Testo fornito -
★ ★ ★

Giovani e Lavoro

Pubblicato il 03-05-2021

di Fabrizio Floris

La periferia è una moltitudine di solitudini. La vedi cammina­re solitaria, il più delle volte accompagnata dal cane e non capisci più se è l'animale che porta la persona fuori, solo per respirare un po' di nanopol­veri e rimettere in equilibrio i polmoni con il resto della città. Una massa che non si incontra, al massimo sta in fila compas­sionevole. Il movimento col­lettivo dei circoli, dei dibattiti, dei partiti, dei sindacati, dei "fiduciari di scala" e dei cortili, si è sempre più frammentato fino a diventare unità singola­re: un monachesimo non scel­to, ma costituito da lontananza più che di ricerca.

★ ★ ★

Cose da fare -
A: Restituisci il passo del testo sulla periferia compreso tra "Pubblicato il 03-05-2021" e "che di ricerca.", estremi inclusi.
B: Elenca tutte le realtà che, nel testo sulla periferia, formavano il movimento collettivo.

Voci elencate in un dataset:
★ ★ ★

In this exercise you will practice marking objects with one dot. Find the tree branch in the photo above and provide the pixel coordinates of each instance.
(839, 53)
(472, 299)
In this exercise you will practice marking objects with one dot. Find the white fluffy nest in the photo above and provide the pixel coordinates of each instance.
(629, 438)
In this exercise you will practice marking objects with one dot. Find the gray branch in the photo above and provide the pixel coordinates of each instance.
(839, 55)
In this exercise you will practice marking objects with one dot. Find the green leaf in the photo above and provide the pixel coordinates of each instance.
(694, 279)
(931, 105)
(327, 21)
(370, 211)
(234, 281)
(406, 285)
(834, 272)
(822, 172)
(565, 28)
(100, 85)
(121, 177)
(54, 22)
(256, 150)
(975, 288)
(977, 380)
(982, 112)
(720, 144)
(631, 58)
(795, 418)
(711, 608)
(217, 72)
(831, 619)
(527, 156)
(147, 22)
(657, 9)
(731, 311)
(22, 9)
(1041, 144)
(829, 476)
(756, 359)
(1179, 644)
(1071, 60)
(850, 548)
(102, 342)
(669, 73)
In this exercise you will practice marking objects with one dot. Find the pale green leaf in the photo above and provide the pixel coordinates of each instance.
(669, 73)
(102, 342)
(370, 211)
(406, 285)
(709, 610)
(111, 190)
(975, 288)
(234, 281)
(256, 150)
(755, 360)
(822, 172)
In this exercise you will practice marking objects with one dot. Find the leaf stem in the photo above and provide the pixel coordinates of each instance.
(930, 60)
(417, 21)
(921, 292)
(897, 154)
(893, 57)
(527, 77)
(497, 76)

★ ★ ★

Risposte per attività -
A:
Pubblicato il 03-05-2021

di Fabrizio Floris

La periferia è una moltitudine di solitudini. La vedi cammina­re solitaria, il più delle volte accompagnata dal cane e non capisci più se è l'animale che porta la persona fuori, solo per respirare un po' di nanopol­veri e rimettere in equilibrio i polmoni con il resto della città. Una massa che non si incontra, al massimo sta in fila compas­sionevole. Il movimento col­lettivo dei circoli, dei dibattiti, dei partiti, dei sindacati, dei "fiduciari di scala" e dei cortili, si è sempre più frammentato fino a diventare unità singola­re: un monachesimo non scel­to, ma costituito da lontananza più che di ricerca.

B: circoli, dibattiti, partiti, sindacati, "fiduciari di scala", cortili